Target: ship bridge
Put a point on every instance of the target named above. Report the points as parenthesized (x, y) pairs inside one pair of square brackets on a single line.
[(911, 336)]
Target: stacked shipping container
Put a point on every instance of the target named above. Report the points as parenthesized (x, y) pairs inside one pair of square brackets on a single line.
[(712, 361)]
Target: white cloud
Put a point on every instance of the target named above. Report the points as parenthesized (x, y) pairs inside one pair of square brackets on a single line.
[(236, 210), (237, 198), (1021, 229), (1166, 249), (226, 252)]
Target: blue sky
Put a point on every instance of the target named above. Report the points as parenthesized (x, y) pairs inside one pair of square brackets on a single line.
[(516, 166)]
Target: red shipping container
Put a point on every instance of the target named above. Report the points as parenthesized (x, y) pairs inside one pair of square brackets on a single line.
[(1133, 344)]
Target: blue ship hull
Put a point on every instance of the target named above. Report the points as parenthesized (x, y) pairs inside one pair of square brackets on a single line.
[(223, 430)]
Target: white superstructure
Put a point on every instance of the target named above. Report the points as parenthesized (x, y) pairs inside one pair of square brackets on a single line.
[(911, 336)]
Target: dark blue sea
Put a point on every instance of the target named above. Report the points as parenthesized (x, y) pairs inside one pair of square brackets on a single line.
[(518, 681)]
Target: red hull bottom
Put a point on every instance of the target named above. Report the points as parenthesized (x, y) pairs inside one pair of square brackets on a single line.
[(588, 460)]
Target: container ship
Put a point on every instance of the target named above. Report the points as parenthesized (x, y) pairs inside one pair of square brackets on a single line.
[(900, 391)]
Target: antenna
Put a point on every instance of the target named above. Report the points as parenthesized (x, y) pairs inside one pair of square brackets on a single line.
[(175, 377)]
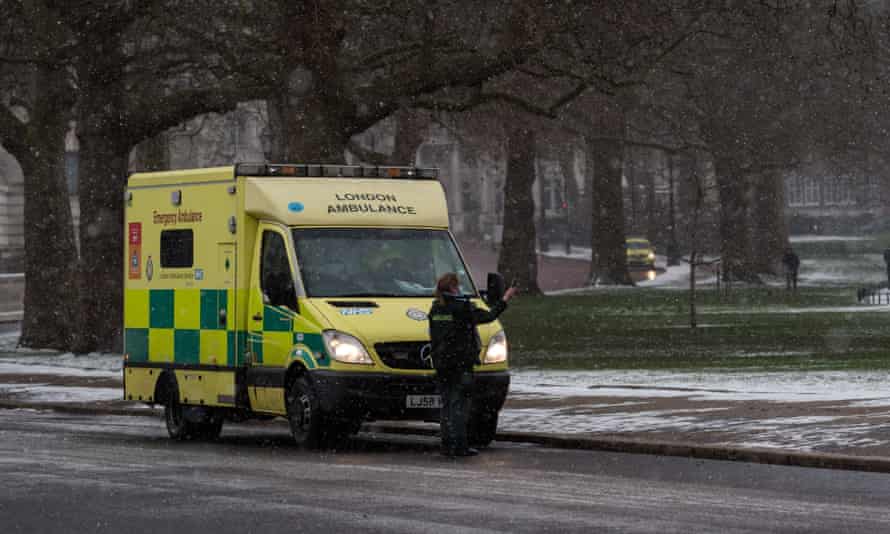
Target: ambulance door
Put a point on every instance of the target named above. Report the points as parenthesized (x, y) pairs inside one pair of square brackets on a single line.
[(272, 309)]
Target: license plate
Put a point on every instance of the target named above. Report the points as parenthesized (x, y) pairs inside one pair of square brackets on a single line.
[(423, 401)]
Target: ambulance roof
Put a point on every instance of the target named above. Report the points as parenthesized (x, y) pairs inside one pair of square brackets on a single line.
[(189, 176), (325, 195), (347, 201)]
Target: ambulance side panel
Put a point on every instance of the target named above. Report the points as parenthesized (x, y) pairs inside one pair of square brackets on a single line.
[(181, 292)]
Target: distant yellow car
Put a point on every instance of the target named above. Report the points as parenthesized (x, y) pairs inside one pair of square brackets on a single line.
[(640, 253)]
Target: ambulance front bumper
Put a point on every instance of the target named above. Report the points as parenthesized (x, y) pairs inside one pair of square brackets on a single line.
[(384, 396)]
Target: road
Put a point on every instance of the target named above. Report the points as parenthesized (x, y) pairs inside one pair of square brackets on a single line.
[(68, 473)]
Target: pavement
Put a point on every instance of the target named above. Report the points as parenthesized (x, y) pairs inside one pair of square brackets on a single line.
[(835, 434)]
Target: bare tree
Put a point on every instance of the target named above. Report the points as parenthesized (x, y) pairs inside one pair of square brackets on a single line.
[(34, 119)]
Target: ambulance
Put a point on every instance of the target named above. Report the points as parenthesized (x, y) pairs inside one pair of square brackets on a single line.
[(298, 291)]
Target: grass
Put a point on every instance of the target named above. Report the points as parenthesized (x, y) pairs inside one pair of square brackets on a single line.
[(759, 329)]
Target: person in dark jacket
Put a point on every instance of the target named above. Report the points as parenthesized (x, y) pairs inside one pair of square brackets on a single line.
[(792, 265), (455, 350)]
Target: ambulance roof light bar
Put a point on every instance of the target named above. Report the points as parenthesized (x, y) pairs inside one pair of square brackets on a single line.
[(304, 170)]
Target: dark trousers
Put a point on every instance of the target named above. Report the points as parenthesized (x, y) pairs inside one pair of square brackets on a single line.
[(456, 389)]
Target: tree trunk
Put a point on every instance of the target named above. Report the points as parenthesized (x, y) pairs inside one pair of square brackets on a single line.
[(408, 138), (770, 232), (517, 259), (735, 234), (103, 173), (609, 262), (321, 117), (278, 113), (104, 156), (50, 253)]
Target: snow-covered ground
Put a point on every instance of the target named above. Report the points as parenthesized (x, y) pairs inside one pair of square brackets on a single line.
[(706, 386), (735, 408), (824, 238)]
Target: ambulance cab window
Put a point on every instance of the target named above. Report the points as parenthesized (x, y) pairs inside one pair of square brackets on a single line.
[(177, 248), (276, 279)]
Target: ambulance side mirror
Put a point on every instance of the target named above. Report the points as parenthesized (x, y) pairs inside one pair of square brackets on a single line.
[(494, 288)]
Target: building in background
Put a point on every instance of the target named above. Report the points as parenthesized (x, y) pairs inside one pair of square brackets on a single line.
[(827, 203)]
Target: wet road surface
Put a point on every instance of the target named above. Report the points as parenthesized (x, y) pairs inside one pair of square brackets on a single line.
[(66, 473)]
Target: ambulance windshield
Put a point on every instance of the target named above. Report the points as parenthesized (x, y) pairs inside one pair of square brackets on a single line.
[(376, 262)]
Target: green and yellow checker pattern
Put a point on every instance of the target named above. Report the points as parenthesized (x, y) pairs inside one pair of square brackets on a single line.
[(182, 326)]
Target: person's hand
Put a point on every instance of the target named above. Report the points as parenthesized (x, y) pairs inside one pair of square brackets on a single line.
[(508, 294)]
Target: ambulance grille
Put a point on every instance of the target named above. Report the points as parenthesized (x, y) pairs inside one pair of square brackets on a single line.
[(405, 354)]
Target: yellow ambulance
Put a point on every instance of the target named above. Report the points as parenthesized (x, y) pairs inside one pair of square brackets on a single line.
[(299, 291)]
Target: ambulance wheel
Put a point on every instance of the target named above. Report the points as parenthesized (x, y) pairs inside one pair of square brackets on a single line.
[(303, 414), (178, 427), (482, 428)]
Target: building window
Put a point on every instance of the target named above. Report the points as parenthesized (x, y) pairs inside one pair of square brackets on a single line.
[(177, 248)]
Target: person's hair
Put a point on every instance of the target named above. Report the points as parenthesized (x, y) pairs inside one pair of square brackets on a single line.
[(444, 285)]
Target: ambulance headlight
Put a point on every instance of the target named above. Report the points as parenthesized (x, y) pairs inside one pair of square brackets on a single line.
[(497, 348), (345, 348)]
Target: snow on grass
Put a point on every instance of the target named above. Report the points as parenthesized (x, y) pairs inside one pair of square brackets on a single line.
[(67, 364), (48, 393), (706, 386), (822, 238)]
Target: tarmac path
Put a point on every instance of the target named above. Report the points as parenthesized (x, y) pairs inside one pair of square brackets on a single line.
[(76, 473)]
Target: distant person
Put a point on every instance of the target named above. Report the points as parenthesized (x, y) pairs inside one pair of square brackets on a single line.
[(455, 350), (792, 265), (887, 261)]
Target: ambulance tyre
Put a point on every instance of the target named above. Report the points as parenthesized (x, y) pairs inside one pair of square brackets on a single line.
[(304, 416), (178, 427), (482, 428), (211, 429)]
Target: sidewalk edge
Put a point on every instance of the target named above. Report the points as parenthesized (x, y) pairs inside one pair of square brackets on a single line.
[(875, 464)]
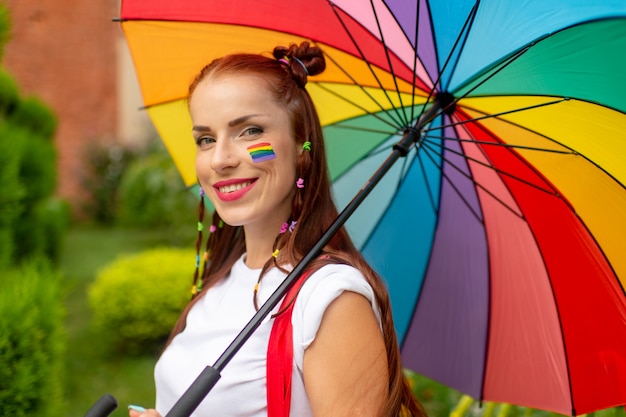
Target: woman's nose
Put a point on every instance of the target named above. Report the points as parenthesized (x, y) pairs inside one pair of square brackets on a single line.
[(223, 156)]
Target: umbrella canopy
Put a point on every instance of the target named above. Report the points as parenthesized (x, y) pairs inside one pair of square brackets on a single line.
[(501, 234)]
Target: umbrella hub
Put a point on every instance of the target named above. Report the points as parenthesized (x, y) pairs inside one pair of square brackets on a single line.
[(446, 102)]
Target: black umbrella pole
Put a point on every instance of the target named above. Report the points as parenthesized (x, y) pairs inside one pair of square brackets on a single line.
[(203, 384)]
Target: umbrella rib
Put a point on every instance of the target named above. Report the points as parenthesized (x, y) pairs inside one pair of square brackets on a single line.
[(497, 115), (499, 171), (469, 21), (376, 115), (478, 185), (369, 66), (363, 129), (429, 190), (415, 57), (427, 149), (505, 145), (464, 30), (402, 115)]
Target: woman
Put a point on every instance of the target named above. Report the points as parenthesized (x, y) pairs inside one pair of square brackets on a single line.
[(261, 162)]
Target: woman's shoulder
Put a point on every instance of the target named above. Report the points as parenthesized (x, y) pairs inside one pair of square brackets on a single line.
[(320, 289)]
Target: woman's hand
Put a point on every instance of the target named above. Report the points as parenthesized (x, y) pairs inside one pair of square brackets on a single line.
[(345, 368)]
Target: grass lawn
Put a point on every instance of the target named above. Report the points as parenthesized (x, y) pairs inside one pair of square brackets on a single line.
[(91, 370)]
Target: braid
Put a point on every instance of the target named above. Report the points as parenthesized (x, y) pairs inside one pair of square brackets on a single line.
[(197, 281)]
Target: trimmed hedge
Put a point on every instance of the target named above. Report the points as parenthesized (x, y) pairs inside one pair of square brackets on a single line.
[(137, 298), (32, 341), (152, 194)]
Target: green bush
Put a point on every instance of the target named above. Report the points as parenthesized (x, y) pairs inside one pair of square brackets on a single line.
[(105, 166), (33, 114), (32, 221), (12, 193), (137, 299), (32, 341), (152, 194), (9, 92), (5, 26)]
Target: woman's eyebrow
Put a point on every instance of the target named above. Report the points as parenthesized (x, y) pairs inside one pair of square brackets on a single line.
[(242, 119)]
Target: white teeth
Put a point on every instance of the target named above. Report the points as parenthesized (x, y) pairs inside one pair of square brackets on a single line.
[(234, 187)]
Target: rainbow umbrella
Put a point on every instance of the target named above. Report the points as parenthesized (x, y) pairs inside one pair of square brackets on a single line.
[(501, 232)]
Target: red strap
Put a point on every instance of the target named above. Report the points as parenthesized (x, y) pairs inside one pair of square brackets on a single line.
[(280, 356)]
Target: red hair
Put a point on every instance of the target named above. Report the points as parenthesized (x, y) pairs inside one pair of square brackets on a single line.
[(313, 208)]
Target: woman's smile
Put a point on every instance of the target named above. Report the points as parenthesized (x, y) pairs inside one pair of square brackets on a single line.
[(232, 190)]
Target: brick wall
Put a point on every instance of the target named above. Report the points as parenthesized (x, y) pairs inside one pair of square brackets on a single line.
[(64, 52)]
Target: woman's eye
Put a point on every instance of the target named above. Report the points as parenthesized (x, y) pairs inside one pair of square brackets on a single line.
[(204, 142), (253, 131)]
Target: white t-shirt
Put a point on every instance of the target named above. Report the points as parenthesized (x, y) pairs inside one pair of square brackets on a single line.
[(216, 319)]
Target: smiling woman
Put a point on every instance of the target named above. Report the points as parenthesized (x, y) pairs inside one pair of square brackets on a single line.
[(261, 161)]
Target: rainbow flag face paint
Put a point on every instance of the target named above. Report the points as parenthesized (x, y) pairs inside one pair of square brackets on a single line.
[(261, 152)]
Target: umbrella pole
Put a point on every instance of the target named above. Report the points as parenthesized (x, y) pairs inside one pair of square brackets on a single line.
[(203, 384)]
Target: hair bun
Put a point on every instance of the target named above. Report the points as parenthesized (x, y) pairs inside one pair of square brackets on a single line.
[(302, 60)]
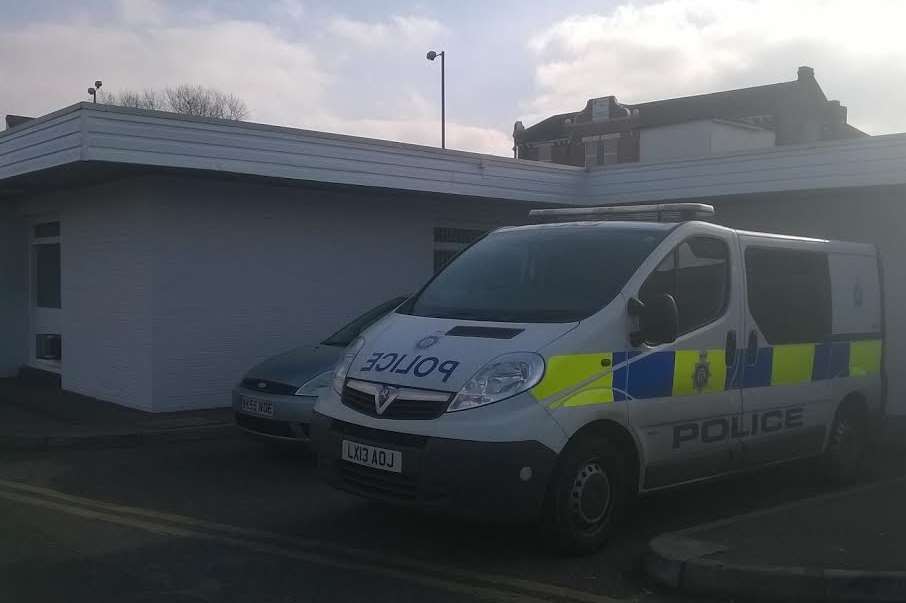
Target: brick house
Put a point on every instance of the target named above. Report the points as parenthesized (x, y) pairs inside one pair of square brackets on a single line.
[(607, 132)]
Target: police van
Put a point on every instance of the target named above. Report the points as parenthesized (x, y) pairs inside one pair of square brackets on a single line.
[(554, 371)]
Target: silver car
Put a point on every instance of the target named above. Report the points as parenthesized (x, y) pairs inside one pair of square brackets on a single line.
[(276, 397)]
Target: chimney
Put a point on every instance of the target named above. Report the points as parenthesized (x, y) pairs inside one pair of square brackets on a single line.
[(805, 73), (838, 111), (16, 120)]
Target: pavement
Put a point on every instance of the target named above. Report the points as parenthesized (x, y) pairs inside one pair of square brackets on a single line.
[(200, 513), (839, 546), (37, 414)]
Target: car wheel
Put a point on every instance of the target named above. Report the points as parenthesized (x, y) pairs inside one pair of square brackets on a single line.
[(587, 495), (846, 445)]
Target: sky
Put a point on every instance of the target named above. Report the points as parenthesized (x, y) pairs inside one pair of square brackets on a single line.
[(358, 66)]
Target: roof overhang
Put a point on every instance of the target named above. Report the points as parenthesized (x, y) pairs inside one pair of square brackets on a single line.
[(87, 141), (95, 135)]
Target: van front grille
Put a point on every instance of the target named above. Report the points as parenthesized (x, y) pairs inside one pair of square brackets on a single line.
[(400, 408)]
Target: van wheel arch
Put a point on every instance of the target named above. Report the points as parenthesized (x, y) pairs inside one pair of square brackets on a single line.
[(620, 437), (848, 438), (854, 402)]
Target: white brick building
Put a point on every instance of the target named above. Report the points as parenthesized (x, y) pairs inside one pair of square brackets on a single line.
[(188, 249)]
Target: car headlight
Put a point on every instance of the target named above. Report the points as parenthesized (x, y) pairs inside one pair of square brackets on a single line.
[(316, 385), (342, 368), (501, 378)]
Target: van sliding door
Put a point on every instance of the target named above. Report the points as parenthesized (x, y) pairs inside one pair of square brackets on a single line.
[(786, 401)]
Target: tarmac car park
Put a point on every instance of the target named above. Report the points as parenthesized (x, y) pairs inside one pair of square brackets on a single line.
[(552, 372)]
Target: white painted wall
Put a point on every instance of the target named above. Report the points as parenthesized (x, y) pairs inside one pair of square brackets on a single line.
[(13, 289), (699, 139), (243, 271), (106, 294)]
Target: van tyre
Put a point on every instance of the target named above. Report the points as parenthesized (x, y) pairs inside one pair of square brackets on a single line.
[(847, 444), (587, 496)]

◆ CHALLENGE: Quote, without any change, each line from the one that contains "Target: van sliding door" through the end of the material.

◆ TASK RESULT:
Target: van sliding door
Put a point on every instance of the target named above. Report the points as parenthesized (x, y) pairs inside one pair of square brackets on a single line.
[(786, 401)]
Target: tarmac car park
Put a point on every instance of the target named above. Report the points as parenthesized (x, y) pairs inside one pair of square brackets on a single line.
[(552, 372)]
Target: white painted wall
Put a point on every instance of the target named above. Report the points as parenthesized (x, y) pairs inside one pair of square brackets on a single line.
[(13, 289), (699, 139), (243, 271), (106, 294)]
Target: van tyre
Put a point on every instance of the target named above. Report the points as parenthesized (x, y) pairs inside one pair of square brackets on a single line.
[(847, 444), (587, 496)]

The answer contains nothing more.